THE PROBLEM — Repeat every record exactly as written, but leave out the pictures.

Referring expression data

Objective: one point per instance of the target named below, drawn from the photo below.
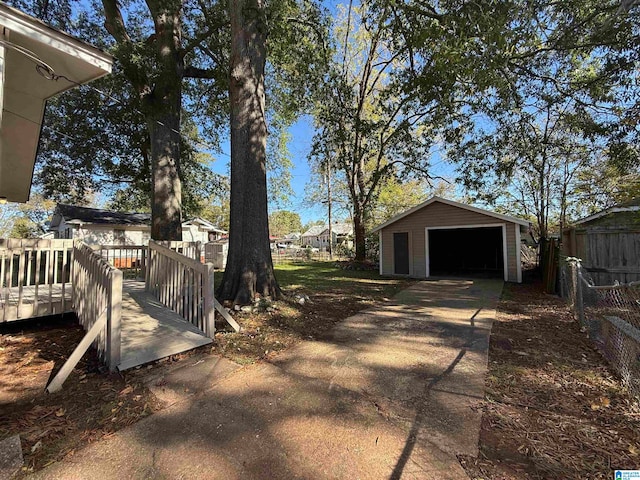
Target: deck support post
(209, 311)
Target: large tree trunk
(249, 269)
(166, 195)
(359, 233)
(160, 92)
(164, 105)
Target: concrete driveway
(392, 394)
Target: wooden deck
(36, 302)
(150, 331)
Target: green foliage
(283, 222)
(369, 128)
(538, 93)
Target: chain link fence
(610, 314)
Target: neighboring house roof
(38, 62)
(339, 229)
(204, 224)
(314, 231)
(73, 214)
(464, 206)
(623, 208)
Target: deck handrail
(39, 264)
(97, 289)
(182, 284)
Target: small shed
(443, 237)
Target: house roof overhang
(471, 208)
(28, 49)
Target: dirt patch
(94, 404)
(553, 409)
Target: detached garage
(441, 238)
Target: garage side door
(401, 253)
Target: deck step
(151, 331)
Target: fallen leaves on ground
(556, 411)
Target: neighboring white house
(104, 227)
(201, 230)
(341, 234)
(312, 236)
(318, 235)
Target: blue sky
(301, 136)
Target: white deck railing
(182, 283)
(97, 297)
(34, 276)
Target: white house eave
(19, 22)
(30, 50)
(464, 206)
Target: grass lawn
(334, 293)
(94, 404)
(325, 276)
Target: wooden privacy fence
(609, 254)
(192, 250)
(34, 275)
(182, 284)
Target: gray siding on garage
(440, 215)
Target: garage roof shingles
(471, 208)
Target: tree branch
(195, 72)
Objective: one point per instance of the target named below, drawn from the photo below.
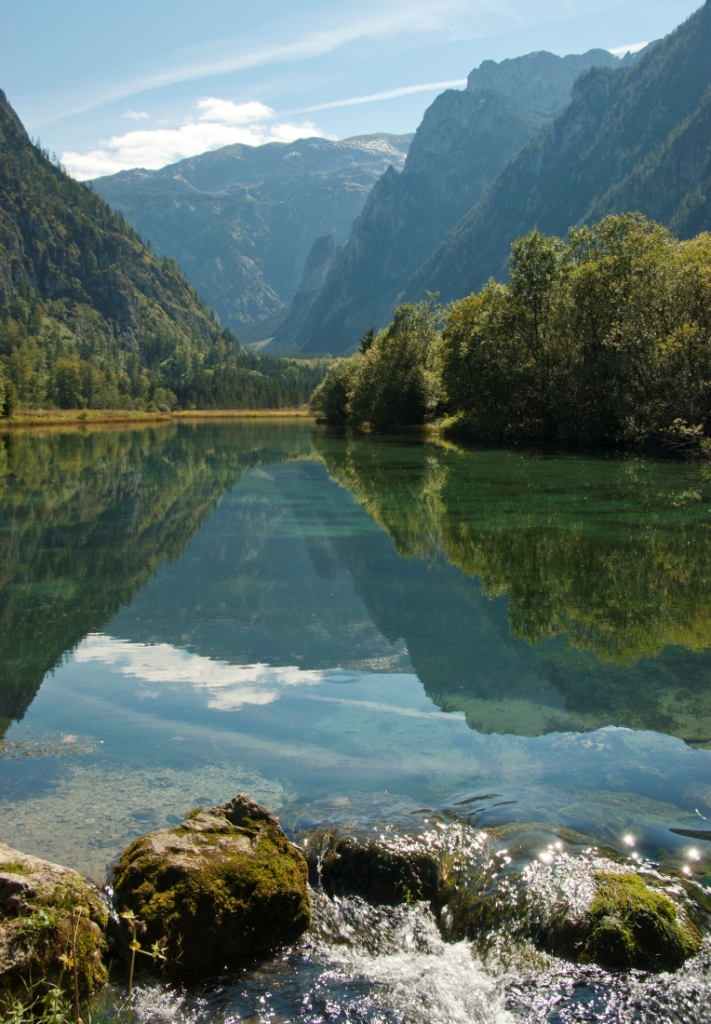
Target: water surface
(350, 628)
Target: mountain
(241, 220)
(636, 139)
(89, 315)
(465, 138)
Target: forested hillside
(89, 316)
(604, 340)
(637, 139)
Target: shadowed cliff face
(630, 140)
(241, 220)
(463, 142)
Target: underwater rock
(224, 885)
(42, 907)
(595, 911)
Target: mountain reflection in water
(533, 594)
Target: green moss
(13, 867)
(41, 942)
(232, 905)
(633, 927)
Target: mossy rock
(351, 863)
(41, 903)
(595, 911)
(630, 926)
(220, 888)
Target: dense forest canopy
(604, 339)
(89, 316)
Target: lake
(359, 629)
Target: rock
(632, 926)
(595, 911)
(387, 869)
(450, 866)
(221, 887)
(37, 901)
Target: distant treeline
(53, 355)
(604, 339)
(90, 316)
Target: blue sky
(114, 85)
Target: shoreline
(99, 417)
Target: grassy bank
(94, 417)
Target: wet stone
(223, 886)
(42, 905)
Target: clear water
(359, 629)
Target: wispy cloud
(374, 97)
(220, 123)
(620, 51)
(227, 113)
(430, 17)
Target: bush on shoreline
(602, 340)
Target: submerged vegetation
(602, 340)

ANSWER —
Objective: one point per instance of the target named below, drawn from the photo below.
Target: deck support post
(209, 311)
Target: large tree trunk
(249, 269)
(166, 195)
(359, 233)
(160, 92)
(164, 105)
Target: concrete driveway
(392, 394)
Target: wooden deck
(36, 302)
(150, 331)
Target: green foliage
(283, 222)
(369, 128)
(538, 93)
Target: chain link fence
(610, 314)
Target: neighboring house roof
(38, 62)
(339, 229)
(204, 224)
(314, 231)
(73, 214)
(464, 206)
(623, 208)
Target: deck handrail
(39, 264)
(97, 289)
(182, 284)
Target: small shed
(443, 237)
Target: house roof overhang
(471, 208)
(28, 49)
Target: dirt patch
(94, 404)
(553, 409)
Target: detached garage
(441, 238)
Target: garage side door
(401, 253)
Target: deck step
(151, 331)
Target: fallen leaves on ground
(556, 411)
Target: neighboring white house
(104, 227)
(201, 230)
(341, 234)
(312, 236)
(318, 235)
Target: blue sky
(301, 136)
Target: white deck railing
(182, 283)
(97, 297)
(34, 276)
Target: white house eave
(19, 22)
(30, 50)
(464, 206)
Target: grass lawn
(334, 293)
(94, 404)
(325, 276)
Target: wooden privacy fence
(609, 254)
(192, 250)
(34, 275)
(182, 284)
Target: gray siding on garage
(440, 215)
Target: garage roof shingles
(471, 208)
Target: tree branch
(195, 72)
Objective: one point per instance of the target named below, drawn from the photo below.
Target: water surface
(350, 628)
Target: mountain
(241, 220)
(636, 139)
(89, 315)
(465, 138)
Target: forested hillside
(89, 316)
(604, 340)
(637, 139)
Target: shadowed cliff face
(630, 140)
(241, 220)
(463, 142)
Target: underwater rock
(224, 885)
(42, 907)
(595, 911)
Target: mountain reflection in water
(533, 594)
Target: green moss
(13, 867)
(41, 942)
(232, 905)
(633, 927)
Target: mossy rock
(351, 863)
(41, 903)
(595, 911)
(630, 926)
(220, 888)
Target: dense forest canopy
(604, 339)
(89, 316)
Target: lake
(359, 629)
Target: rock
(632, 926)
(595, 911)
(387, 869)
(450, 866)
(221, 887)
(37, 901)
Target: distant treeline
(53, 355)
(604, 339)
(90, 316)
Target: blue sky
(114, 85)
Target: shoreline
(99, 417)
Target: grassy bank
(94, 417)
Target: wet stone
(223, 886)
(42, 905)
Target: clear water
(359, 629)
Target: wispy cloud
(374, 97)
(220, 123)
(620, 51)
(227, 113)
(430, 17)
Target: bush on shoreline
(602, 340)
Target: submerged vegetation
(602, 340)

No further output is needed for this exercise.